[Collected data]
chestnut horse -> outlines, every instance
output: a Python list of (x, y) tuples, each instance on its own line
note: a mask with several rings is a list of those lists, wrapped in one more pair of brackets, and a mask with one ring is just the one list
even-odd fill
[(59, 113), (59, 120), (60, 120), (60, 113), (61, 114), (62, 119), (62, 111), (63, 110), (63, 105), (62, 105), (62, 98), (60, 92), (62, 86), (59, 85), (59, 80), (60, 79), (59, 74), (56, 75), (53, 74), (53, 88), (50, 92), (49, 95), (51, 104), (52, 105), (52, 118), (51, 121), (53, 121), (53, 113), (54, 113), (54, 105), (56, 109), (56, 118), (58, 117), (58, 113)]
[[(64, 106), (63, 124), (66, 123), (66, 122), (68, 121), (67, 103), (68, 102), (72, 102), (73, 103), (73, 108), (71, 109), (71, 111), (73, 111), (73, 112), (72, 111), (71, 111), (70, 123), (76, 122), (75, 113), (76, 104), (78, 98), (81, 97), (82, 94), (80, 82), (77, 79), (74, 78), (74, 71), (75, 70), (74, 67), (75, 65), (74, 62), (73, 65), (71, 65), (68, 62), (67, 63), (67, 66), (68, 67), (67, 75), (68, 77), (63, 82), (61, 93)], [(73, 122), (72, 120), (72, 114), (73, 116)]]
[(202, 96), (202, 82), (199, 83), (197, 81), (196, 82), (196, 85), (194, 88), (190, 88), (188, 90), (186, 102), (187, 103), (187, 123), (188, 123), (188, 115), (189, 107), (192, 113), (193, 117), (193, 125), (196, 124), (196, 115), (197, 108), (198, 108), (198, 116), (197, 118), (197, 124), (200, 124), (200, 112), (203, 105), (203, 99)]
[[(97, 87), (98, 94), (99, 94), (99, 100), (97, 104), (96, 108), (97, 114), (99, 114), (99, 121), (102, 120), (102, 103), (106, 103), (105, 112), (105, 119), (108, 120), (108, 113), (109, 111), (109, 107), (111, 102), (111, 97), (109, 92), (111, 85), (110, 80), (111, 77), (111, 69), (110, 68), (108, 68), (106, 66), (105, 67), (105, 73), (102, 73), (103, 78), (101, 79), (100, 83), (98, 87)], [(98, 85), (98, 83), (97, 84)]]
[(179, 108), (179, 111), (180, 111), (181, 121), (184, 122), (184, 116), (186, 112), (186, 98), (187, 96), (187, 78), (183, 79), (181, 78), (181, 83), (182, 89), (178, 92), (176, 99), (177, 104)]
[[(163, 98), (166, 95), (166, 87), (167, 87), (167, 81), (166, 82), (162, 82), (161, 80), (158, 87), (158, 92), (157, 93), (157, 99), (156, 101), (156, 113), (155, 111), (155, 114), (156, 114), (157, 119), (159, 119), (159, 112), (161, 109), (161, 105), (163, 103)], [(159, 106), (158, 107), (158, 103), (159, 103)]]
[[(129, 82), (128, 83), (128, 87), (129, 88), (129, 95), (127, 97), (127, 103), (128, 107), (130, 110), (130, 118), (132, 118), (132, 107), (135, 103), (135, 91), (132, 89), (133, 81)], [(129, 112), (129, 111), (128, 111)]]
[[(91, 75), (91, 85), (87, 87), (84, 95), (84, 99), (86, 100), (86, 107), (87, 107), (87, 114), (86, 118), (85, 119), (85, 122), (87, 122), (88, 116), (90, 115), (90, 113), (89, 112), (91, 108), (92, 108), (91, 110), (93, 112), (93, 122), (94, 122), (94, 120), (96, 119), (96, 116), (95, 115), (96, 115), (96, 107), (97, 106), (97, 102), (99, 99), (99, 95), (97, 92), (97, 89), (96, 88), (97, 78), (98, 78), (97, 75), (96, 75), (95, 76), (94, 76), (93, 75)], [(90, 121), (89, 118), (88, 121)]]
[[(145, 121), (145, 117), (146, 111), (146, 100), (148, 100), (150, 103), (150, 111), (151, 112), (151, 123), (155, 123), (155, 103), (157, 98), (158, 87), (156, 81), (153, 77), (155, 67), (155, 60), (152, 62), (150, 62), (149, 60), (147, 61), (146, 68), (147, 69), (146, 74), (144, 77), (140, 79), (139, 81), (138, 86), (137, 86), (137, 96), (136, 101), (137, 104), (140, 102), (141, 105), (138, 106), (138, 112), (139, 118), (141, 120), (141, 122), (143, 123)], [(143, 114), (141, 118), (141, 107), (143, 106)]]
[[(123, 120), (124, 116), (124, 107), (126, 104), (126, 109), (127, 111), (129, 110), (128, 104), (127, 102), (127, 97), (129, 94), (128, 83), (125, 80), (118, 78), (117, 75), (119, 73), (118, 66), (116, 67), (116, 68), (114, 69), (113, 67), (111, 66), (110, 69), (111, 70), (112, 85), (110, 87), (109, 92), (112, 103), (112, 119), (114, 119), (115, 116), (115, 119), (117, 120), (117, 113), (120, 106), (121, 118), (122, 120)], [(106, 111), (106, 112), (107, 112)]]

■ To be done: Switch "chestnut horse" to "black horse" in the data from the start through the line containing "99), (177, 104)]", and reproduce those lines with everything else unchanged.

■ Full answer:
black horse -> outlines, every instance
output: a Python list of (x, y) tuples, each instance on its own line
note: a mask with several rings is a list of those lists, wrapped in one more pair of brackets, and a mask with one ring is just the one list
even-odd fill
[(59, 113), (59, 120), (60, 120), (60, 113), (61, 114), (62, 119), (62, 111), (63, 110), (63, 105), (62, 105), (62, 98), (60, 92), (62, 86), (59, 85), (59, 80), (60, 79), (59, 74), (56, 75), (53, 74), (53, 88), (50, 92), (49, 95), (51, 104), (52, 105), (52, 118), (51, 121), (53, 121), (53, 113), (54, 113), (54, 105), (56, 109), (56, 118), (58, 117), (58, 113)]
[[(64, 106), (63, 124), (66, 123), (66, 122), (68, 121), (67, 103), (68, 102), (72, 102), (73, 103), (73, 108), (71, 109), (71, 111), (73, 111), (73, 112), (72, 111), (71, 111), (70, 123), (76, 122), (75, 113), (76, 104), (78, 98), (81, 97), (82, 94), (80, 82), (77, 79), (74, 78), (74, 71), (75, 70), (74, 67), (75, 65), (74, 62), (73, 65), (71, 65), (68, 62), (67, 63), (67, 66), (68, 67), (67, 75), (68, 77), (63, 82), (61, 93)], [(73, 122), (72, 120), (72, 114), (73, 116)]]
[(202, 96), (202, 82), (199, 83), (197, 81), (196, 82), (196, 85), (194, 88), (190, 88), (188, 90), (186, 102), (187, 103), (187, 123), (188, 123), (188, 115), (189, 107), (192, 113), (193, 117), (193, 125), (196, 124), (196, 115), (197, 108), (198, 108), (198, 116), (197, 118), (197, 124), (200, 124), (200, 112), (203, 105), (203, 99)]
[[(97, 87), (98, 94), (99, 94), (99, 100), (97, 104), (96, 108), (97, 114), (99, 114), (99, 121), (102, 120), (102, 103), (106, 103), (105, 112), (105, 119), (108, 120), (108, 113), (109, 111), (109, 107), (111, 102), (111, 97), (109, 92), (111, 85), (110, 80), (111, 77), (111, 69), (110, 68), (108, 68), (106, 66), (105, 67), (105, 73), (102, 73), (103, 78), (101, 79), (100, 83), (98, 87)], [(98, 85), (98, 83), (97, 84)]]
[(179, 108), (179, 111), (180, 111), (181, 121), (184, 122), (184, 116), (186, 112), (186, 98), (187, 96), (187, 78), (183, 79), (181, 78), (181, 83), (182, 89), (178, 92), (176, 99), (177, 104)]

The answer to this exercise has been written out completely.